2023年 ノーベル化学賞受賞者予想

科学系のノーベル賞の発表も、今日の化学賞で最後です。さっそく、化学賞の予想をしていきましょう。まずは近年、受賞した分野を確認してみましょう。

 2007年 固体表面の化学反応過程の研究
 2008年 緑色蛍光たんぱく質(GFP)
 2009年 リボソームの構造と機能の研究
 2010年 有機合成におけるパラジウム触媒クロスカップリング
 2011年 準結晶の発見
 2012年 Gタンパク質共役受容体の研究
 2013年 複雑な化学系のためのマルチスケールモデルの開発
 2014年 超高解像度蛍光顕微鏡の開発
 2015年 DNA修復のしくみの研究
 2016年 分子マシンの設計と合成
 2017年 クライオ電子顕微鏡の開発
 2018年 酵素の指向性進化法、ファージディスプレイ法(進化分子工学)
 2019年 リチウムイオン電池
 2020年 ゲノム編集
 2021年 不斉有機触媒
 2022年 クリックケミストリーと生体直交化学

2021年、2022年と有機化学系の分野が受賞した印象で、今年は他の分野の研究者が受賞してもいいのではと思います。ただ、化学は分野がとても広いので、その中で候補を絞るのも難しいですよね。

今年の生理学・医学賞はmRNAワクチン関連でカタリン・カリコー博士とドリュー・ワイスマン博士に贈られました。2人は、mRNAをワクチンとして使えるように、mRNAに化学的な修飾をすることで体内での炎症反応を抑える技術を発見し、今回の受賞につながりました。

実は、mRNAワクチンが実用化できたのは、もう1つの技術があったからです。それがドラッグデリバリーシステムです。mRNAは生体内に入れると壊れやすいので、狙った場所に正確に届いてから薬剤として作用させる必要があります。

ドラッグデリバリーシステムは、薬剤を膜で包むことで、薬剤を体内の狙った場所まで届けてから作用させるようにするしくみです。mRNAワクチンも、ドラッグデリバリーシステムがなかったら実現できませんでした。

ドラッグデリバリーシステムは、いくつかの物質が使われていますが、mRNAワクチンでは脂質性ナノ粒子が主流で、大きく貢献したのがピテール・カリス博士です。カリス博士はカリコー博士とワイスマン博士と共に2022年にガードナー国際賞を受賞しました。その他にも2021年から23年にかけてたくさんの賞を受賞しています。

ドラッグデリバリーシステムは脂質性ナノ粒子だけでなく、高分子ミセルなどを使う方法も開発されています。高分子ミセルは片岡一則博士などが世界をリードしていて、2023年のクラリベイト論文引用賞にも名を連ねています。ドラッグデリバリーシステムによりフォーカスした形になると、片岡一則博士がピテール・カリス博士と共に選ばれる可能性もあると思います。

┄┄┄┄┄┄

__やること__. 上の2023年ノーベル化学賞予想の文章を、最後の文のあとから書き続けてください。

┄┄┄┄┄┄

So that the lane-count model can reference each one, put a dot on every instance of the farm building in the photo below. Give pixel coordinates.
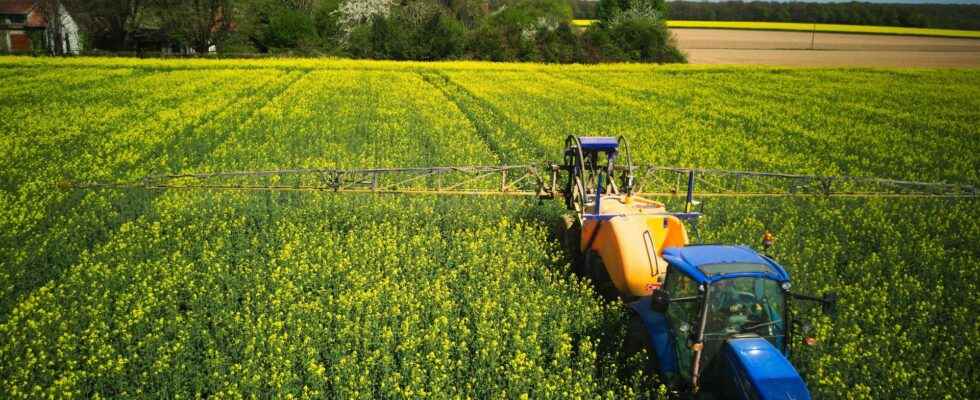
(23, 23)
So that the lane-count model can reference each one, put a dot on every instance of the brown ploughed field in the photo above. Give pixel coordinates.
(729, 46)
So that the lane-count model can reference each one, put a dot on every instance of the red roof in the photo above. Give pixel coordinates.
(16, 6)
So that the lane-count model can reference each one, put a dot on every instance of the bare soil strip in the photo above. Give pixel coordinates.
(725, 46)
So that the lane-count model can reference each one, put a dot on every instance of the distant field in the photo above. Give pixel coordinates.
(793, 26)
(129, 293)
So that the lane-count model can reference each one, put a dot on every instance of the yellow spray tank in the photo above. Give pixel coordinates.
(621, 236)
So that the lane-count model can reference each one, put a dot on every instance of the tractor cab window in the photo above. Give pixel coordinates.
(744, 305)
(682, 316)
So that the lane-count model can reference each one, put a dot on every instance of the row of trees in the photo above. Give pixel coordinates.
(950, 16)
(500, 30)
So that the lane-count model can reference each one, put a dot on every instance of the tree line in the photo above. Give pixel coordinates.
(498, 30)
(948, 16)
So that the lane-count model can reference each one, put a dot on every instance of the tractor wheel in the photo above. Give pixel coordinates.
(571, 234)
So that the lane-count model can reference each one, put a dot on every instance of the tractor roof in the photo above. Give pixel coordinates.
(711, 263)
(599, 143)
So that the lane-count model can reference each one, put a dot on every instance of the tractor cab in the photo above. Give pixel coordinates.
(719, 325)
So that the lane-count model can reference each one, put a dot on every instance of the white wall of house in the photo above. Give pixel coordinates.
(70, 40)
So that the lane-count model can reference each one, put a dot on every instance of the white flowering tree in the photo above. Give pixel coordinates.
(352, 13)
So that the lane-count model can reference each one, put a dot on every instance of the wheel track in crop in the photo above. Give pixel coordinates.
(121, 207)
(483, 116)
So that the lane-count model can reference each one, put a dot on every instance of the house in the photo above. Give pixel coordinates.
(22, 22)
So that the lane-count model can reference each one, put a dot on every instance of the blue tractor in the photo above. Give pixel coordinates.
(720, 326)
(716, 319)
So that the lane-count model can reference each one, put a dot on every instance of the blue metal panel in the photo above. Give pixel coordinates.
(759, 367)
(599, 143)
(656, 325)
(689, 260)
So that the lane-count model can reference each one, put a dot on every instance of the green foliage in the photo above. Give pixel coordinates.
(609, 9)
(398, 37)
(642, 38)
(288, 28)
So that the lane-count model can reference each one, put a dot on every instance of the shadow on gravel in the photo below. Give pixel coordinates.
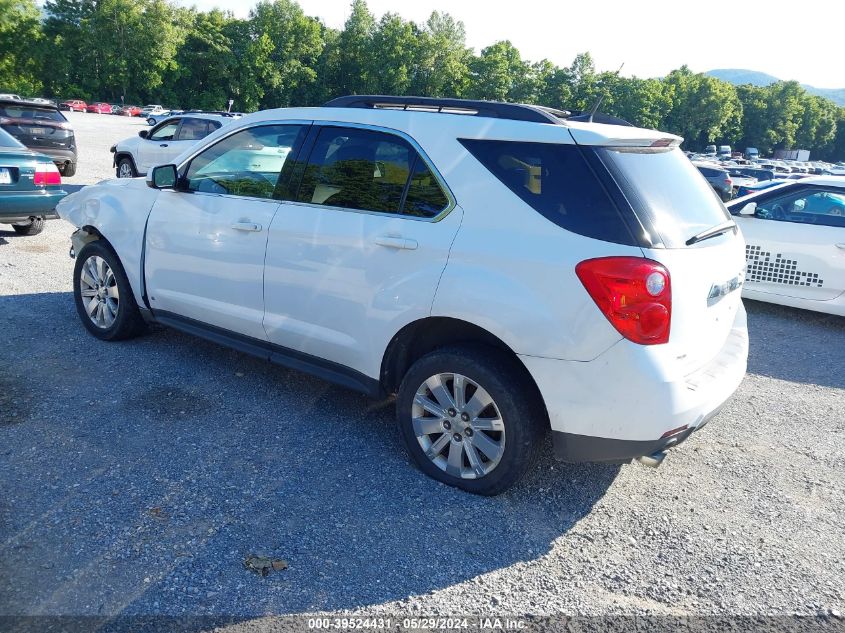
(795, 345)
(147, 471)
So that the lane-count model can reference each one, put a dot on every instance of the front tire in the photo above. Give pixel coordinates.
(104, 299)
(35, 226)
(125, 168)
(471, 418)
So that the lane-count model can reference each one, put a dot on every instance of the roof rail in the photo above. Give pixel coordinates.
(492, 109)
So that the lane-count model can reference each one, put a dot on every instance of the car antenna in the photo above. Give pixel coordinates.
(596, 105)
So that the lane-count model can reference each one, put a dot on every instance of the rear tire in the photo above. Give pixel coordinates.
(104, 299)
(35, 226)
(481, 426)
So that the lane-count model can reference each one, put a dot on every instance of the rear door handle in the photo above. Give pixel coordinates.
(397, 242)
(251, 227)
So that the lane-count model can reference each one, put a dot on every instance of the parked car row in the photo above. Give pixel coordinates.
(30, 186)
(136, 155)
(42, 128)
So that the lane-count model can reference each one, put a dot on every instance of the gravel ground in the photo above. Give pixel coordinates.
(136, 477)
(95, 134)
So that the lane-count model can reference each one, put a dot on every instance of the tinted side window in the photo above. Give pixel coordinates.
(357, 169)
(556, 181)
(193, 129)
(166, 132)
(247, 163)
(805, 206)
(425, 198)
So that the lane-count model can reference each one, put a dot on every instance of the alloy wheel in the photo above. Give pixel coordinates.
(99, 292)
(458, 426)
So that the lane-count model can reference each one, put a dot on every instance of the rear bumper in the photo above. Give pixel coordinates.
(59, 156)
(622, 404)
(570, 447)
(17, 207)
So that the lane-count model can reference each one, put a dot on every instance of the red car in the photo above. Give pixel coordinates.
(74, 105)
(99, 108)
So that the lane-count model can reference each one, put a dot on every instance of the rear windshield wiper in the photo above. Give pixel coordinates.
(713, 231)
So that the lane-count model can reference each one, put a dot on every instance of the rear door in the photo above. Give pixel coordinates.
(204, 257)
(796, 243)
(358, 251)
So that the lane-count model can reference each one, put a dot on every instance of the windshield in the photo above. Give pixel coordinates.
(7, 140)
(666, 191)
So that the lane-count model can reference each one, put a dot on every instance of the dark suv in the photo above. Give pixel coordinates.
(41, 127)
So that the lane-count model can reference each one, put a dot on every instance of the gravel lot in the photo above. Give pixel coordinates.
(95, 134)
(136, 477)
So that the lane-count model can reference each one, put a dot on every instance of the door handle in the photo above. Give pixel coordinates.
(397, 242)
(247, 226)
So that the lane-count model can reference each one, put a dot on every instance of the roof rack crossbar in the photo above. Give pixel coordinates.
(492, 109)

┄┄┄┄┄┄

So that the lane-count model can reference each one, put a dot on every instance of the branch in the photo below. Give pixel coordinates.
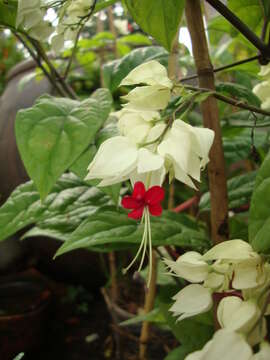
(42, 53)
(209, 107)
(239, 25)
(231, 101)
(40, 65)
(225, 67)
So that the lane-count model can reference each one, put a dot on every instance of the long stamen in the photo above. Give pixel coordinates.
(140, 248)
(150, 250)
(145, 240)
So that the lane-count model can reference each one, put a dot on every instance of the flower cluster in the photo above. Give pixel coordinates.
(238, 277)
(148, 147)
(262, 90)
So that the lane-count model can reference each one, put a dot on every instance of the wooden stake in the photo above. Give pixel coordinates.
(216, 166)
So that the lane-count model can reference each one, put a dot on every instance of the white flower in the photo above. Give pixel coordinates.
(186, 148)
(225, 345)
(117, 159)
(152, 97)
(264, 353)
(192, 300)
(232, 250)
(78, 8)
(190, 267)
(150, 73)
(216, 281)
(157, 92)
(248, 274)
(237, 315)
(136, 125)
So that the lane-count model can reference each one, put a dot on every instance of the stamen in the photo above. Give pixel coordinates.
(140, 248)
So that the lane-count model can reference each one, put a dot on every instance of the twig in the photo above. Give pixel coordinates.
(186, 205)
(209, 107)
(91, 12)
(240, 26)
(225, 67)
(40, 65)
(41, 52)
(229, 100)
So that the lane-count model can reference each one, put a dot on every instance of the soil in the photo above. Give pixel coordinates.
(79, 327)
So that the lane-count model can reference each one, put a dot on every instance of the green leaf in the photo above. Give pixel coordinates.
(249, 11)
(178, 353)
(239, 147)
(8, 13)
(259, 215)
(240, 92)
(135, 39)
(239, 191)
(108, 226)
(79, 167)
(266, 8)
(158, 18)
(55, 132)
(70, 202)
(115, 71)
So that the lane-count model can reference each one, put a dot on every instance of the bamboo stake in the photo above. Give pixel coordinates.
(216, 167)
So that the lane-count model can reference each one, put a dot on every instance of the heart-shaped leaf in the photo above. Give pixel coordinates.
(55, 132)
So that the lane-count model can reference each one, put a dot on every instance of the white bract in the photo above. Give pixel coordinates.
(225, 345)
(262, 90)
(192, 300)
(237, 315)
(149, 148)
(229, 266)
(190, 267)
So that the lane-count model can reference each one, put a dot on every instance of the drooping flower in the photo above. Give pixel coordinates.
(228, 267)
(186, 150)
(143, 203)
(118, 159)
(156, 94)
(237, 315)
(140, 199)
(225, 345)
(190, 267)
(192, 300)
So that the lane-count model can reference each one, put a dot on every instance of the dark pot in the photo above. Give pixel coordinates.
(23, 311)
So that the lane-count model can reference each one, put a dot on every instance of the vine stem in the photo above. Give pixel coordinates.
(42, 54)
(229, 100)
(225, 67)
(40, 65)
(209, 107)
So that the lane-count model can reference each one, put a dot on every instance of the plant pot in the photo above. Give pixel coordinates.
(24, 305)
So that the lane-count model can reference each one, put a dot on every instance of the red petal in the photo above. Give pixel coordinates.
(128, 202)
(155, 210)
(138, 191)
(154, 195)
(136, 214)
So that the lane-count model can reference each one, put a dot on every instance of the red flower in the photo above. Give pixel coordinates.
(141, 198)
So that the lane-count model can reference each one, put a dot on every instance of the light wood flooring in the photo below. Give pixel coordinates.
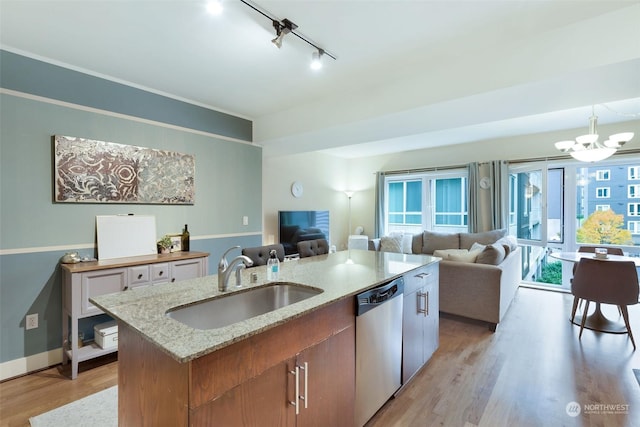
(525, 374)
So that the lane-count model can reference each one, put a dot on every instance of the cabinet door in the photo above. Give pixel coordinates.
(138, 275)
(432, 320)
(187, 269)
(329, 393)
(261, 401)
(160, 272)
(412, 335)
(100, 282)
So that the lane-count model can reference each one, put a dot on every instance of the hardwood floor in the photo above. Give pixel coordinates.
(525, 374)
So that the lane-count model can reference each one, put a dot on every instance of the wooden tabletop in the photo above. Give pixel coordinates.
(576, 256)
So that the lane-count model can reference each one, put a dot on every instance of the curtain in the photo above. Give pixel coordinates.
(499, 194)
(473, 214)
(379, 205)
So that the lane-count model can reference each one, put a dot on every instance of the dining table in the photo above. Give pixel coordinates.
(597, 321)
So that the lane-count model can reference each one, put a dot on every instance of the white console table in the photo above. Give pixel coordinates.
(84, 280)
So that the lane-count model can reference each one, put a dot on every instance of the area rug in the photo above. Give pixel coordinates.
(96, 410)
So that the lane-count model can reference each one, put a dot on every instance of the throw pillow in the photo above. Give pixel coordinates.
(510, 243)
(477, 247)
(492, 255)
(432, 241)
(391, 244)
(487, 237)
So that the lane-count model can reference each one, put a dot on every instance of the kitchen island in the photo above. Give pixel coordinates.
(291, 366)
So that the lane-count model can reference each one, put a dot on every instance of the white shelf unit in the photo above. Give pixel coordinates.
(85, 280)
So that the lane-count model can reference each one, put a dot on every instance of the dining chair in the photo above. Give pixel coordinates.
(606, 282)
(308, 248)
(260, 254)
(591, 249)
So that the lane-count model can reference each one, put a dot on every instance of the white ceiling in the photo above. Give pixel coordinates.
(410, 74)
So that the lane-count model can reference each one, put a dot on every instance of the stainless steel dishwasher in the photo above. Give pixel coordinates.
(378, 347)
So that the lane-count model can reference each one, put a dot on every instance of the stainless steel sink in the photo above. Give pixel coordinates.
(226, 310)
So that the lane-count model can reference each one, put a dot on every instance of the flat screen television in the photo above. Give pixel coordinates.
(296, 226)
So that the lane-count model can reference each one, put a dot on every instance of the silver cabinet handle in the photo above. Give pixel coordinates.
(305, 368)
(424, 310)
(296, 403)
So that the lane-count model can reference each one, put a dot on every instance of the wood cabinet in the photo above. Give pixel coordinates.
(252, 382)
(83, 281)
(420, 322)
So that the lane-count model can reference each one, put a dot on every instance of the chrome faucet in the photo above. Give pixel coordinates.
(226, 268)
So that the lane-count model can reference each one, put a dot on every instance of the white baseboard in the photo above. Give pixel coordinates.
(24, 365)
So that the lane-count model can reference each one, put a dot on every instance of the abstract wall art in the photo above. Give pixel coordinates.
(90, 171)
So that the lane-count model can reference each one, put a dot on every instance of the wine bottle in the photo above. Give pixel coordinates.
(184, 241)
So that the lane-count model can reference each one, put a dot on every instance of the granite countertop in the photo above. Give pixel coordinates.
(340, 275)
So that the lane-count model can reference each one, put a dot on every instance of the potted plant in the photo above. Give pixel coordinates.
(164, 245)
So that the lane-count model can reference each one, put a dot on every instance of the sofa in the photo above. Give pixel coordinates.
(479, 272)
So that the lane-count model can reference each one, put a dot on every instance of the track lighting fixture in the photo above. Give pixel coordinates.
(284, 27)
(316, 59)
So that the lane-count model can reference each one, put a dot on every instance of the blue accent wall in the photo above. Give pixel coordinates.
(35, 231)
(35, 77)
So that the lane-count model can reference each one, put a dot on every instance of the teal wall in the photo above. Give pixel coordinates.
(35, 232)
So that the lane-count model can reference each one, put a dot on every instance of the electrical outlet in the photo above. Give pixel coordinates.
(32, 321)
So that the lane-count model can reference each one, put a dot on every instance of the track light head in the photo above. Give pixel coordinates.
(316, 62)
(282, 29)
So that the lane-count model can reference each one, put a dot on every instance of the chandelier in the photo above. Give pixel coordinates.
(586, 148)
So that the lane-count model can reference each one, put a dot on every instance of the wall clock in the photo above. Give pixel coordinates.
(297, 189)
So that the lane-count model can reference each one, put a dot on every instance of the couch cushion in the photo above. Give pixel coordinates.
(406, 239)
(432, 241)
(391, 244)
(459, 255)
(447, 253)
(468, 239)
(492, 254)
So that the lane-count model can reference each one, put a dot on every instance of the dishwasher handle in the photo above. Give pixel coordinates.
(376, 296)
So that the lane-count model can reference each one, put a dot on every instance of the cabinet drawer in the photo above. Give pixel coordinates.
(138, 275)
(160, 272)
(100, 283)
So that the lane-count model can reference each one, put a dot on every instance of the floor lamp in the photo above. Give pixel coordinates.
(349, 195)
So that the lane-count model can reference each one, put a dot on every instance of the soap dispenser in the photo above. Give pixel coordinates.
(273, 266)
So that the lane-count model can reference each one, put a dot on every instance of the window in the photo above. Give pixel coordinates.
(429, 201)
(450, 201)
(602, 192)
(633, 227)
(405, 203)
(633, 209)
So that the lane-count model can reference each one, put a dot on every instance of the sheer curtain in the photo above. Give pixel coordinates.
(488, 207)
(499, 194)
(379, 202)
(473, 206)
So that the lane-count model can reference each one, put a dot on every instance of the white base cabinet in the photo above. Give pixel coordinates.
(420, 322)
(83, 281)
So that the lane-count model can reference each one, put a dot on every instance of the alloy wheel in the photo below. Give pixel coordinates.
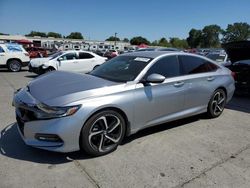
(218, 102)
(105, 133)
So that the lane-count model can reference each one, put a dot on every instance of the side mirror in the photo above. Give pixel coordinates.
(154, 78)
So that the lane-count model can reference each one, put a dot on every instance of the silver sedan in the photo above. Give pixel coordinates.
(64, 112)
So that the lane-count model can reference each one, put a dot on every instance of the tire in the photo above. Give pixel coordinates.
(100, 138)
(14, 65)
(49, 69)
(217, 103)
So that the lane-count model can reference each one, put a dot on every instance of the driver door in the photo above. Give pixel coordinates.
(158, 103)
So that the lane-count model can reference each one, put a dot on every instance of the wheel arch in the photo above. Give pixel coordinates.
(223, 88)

┄┄┄┄┄┄

__答え__.
また、コロナ禍で活躍したものの1つといえば、PCR法があります。これは微生物などの持つDNAを大量に増やして特定のDNAの塩基配列を読み取る分析法で、この分析法を支えたのが、DNAシーケンサー(通常は単にシーケンサーと呼ばれることが多いですが、シーケンサーと言っても、何のシーケンサーかわからないので、このように表現しました)です。

DNAシーケンサーは、PCRだけでなく、ライフサイエンス系の様々な研究に使用されています。2005年頃に次世代シーケンサーが開発されて、研究が飛躍的進みました。ということで、次世代シーケンサーを開発したシャンカー・バラスブラマニアン博士、デイビッド・クレネマン博士も化学賞の有力候補だと思います。2人は2023年のクラリベイト論文引用賞を受賞しています。今回のコロナ禍を通して、次世代シーケンサーは研究分野だけでなく、社会を支える重要な分析技術にもなったのではないでしょうか。そのあたりが評価されると、2人の受賞となるでしょう。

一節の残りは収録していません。